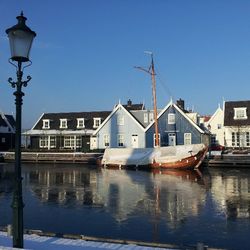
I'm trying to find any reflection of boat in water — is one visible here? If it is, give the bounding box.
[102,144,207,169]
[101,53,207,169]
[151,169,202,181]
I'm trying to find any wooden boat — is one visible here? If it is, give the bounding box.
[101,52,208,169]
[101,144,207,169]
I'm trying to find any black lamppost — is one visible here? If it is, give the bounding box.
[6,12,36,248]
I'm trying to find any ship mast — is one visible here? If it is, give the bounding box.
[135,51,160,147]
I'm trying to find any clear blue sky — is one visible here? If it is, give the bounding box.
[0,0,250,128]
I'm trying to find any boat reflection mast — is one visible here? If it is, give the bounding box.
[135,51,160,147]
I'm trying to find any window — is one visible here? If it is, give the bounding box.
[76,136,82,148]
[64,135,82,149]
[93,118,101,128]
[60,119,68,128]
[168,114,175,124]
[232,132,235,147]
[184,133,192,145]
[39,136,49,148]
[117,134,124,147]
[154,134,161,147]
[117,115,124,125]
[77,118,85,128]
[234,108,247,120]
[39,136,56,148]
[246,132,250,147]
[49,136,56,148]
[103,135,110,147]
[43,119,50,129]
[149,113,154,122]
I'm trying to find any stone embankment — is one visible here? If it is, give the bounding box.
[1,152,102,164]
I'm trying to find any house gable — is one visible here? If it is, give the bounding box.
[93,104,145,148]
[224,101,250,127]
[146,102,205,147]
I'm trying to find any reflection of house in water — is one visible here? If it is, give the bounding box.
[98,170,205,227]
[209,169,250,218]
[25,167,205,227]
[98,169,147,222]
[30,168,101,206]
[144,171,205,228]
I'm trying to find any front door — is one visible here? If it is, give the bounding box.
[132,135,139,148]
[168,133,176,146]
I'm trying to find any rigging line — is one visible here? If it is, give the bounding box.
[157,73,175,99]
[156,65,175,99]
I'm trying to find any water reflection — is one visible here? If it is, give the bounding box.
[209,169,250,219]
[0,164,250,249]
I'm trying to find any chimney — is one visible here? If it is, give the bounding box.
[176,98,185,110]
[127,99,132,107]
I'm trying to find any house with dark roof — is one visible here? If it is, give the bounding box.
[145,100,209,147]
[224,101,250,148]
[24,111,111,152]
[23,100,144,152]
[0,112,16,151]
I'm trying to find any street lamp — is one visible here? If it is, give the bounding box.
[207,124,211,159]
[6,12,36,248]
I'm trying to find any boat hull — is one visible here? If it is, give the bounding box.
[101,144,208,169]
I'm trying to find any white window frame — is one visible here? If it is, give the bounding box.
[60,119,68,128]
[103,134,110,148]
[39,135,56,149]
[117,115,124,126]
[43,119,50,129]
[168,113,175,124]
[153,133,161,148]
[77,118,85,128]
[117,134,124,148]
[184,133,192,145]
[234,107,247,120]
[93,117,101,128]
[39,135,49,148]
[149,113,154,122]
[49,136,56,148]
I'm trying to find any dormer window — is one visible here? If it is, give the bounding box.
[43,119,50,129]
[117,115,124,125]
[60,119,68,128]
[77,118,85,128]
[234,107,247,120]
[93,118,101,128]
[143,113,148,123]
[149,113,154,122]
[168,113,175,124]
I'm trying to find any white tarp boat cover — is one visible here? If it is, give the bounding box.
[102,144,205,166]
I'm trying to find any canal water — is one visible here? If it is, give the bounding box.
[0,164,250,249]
○ ○ ○ ○ ○ ○ ○
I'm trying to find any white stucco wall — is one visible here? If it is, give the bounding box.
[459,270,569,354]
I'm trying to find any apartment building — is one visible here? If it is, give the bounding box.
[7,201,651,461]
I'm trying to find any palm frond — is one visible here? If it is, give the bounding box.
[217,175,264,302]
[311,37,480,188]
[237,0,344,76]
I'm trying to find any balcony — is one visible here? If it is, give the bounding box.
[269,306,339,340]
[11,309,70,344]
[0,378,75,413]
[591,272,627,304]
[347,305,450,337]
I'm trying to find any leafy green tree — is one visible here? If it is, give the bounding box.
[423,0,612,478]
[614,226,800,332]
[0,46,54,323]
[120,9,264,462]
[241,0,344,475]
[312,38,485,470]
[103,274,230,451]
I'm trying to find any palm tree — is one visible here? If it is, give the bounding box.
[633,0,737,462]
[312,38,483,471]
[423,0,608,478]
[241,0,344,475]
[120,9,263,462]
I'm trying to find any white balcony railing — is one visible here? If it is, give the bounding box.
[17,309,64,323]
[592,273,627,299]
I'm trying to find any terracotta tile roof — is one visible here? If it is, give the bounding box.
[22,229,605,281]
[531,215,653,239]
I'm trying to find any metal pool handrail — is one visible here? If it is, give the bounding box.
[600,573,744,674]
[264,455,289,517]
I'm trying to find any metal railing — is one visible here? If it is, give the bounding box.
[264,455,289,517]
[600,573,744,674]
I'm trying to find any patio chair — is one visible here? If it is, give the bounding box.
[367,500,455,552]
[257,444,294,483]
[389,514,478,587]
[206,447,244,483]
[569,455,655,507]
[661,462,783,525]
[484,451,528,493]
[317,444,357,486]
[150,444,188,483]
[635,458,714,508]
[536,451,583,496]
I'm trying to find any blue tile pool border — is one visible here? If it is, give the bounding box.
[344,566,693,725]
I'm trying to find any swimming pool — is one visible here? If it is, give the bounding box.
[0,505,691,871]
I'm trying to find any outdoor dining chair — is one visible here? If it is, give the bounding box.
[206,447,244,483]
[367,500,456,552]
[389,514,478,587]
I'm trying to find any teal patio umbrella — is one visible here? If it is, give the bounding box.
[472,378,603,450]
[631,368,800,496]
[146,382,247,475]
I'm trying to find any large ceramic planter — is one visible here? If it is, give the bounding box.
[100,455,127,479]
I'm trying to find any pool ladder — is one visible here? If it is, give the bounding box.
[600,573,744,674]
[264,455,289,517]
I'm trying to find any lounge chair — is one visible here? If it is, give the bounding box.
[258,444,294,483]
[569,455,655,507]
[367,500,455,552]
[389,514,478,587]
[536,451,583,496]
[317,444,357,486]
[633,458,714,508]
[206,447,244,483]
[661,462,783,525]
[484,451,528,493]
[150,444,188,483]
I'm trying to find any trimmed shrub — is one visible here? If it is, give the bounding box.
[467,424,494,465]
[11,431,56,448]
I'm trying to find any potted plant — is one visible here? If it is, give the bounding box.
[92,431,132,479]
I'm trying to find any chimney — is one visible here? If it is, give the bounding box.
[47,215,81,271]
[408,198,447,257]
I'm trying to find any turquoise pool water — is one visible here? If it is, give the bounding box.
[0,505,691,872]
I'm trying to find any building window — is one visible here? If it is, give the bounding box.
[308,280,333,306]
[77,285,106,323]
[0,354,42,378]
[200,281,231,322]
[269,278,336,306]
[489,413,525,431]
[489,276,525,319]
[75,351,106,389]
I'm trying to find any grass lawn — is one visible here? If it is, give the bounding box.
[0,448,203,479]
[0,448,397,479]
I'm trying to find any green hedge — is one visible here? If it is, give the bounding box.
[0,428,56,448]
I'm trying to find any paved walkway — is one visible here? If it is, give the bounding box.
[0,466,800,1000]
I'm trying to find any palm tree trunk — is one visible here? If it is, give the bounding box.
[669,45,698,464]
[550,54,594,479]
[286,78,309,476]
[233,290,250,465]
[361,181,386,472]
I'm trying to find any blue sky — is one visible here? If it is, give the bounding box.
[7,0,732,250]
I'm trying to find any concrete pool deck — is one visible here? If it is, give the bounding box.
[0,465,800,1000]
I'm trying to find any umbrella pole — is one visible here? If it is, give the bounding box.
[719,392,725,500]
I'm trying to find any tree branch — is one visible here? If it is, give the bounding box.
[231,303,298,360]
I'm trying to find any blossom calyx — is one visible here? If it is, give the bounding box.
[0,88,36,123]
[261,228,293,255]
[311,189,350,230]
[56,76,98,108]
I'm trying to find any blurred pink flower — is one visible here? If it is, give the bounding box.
○ ○ ○ ○ ○ ○ ○
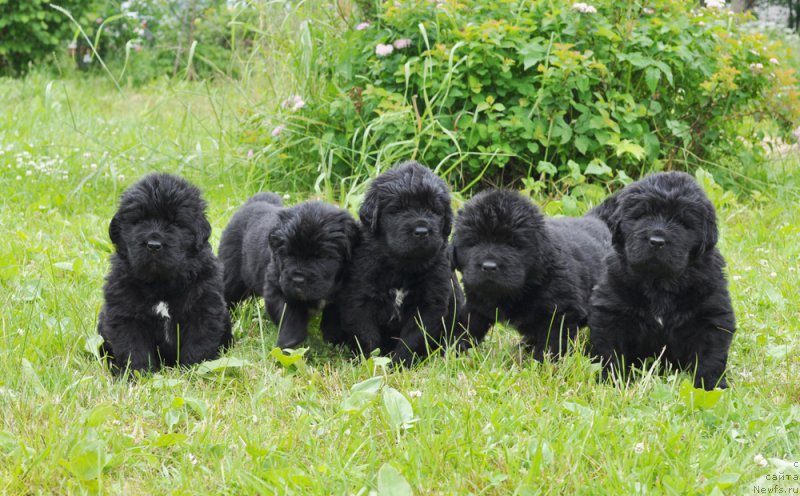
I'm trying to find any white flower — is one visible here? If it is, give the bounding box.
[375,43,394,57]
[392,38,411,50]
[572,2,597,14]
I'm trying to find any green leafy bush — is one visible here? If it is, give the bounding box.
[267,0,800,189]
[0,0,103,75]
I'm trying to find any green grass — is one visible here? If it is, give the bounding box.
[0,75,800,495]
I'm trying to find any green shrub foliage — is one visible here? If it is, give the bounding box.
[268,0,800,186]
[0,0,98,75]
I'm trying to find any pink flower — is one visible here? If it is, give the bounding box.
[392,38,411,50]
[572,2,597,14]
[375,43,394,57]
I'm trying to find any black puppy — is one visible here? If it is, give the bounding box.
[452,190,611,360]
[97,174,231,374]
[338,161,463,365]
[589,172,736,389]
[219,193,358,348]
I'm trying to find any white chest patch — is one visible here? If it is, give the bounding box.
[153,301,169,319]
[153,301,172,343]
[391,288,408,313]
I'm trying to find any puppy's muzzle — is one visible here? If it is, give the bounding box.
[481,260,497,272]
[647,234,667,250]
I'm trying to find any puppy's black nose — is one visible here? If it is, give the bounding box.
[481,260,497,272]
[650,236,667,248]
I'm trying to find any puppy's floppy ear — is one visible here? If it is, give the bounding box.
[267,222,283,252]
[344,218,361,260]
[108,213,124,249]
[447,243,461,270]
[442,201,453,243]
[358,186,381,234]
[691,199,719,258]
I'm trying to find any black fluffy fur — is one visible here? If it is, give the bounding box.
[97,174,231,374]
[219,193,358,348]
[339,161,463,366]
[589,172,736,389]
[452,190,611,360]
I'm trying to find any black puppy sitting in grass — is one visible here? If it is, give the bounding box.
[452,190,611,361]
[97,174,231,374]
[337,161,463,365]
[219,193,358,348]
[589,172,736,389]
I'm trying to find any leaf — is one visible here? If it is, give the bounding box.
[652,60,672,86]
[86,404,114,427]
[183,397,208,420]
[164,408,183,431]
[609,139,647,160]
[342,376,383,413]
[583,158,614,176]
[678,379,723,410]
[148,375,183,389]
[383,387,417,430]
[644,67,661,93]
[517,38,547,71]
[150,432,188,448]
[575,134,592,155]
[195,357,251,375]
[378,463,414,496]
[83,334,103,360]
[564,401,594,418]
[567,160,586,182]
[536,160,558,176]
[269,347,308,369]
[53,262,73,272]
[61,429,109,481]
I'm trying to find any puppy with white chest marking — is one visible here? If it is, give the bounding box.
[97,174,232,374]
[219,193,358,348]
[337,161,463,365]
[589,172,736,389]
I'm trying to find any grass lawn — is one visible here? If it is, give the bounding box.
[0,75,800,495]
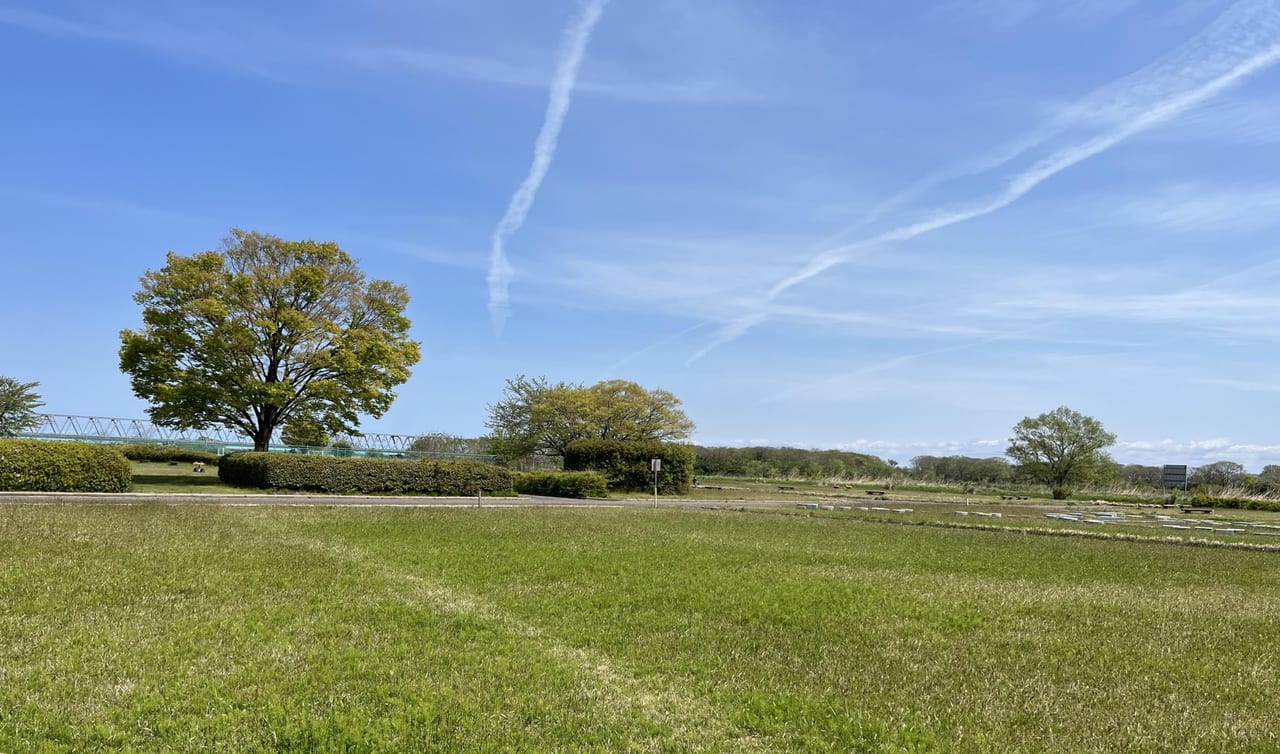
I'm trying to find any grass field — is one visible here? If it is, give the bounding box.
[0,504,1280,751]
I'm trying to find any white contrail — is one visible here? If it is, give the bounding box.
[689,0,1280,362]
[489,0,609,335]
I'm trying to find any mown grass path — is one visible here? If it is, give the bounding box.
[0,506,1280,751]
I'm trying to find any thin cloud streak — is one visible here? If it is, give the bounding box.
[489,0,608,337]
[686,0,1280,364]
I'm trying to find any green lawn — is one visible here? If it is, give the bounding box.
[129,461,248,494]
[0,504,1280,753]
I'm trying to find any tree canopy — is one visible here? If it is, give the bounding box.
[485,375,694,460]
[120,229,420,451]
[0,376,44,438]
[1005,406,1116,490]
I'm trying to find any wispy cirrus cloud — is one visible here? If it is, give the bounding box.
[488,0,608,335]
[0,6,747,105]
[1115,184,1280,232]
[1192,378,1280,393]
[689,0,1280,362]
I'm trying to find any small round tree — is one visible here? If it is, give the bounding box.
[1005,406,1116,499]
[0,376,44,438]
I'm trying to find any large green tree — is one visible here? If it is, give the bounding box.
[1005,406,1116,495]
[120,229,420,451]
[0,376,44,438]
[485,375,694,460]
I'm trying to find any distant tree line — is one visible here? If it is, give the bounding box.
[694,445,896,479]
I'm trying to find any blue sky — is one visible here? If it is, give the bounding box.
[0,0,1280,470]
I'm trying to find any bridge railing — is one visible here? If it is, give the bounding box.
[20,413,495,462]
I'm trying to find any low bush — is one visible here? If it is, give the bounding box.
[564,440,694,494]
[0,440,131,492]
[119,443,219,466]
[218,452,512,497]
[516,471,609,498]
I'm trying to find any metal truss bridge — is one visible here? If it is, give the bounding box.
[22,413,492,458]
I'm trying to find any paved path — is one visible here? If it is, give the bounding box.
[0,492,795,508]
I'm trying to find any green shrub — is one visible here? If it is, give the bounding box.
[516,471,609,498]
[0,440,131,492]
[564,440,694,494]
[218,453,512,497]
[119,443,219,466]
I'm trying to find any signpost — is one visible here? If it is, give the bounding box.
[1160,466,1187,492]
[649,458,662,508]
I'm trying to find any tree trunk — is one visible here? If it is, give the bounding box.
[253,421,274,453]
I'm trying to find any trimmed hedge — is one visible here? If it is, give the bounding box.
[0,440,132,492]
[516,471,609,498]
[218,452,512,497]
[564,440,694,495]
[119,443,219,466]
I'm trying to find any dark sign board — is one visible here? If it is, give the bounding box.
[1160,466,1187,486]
○ ○ ○ ○ ○ ○ ○
▸ What you should do
Please retype the entries between the line containing "I'm trying to find any umbrella" and the line containing "[56,76,98,108]", inclusive, copying each line without any change.

▸ Expected answer
I'm trying to find any umbrella pole — is one visible here? If it is, give the bounding box.
[719,392,725,500]
I'm trying to find any tree branch — is one visible here? If it is, give the bounding box.
[231,303,298,360]
I'm trying to find any blossom calyx — is one visible here? If it is, give the bounding box.
[0,88,36,123]
[261,228,293,255]
[311,189,350,230]
[56,76,98,108]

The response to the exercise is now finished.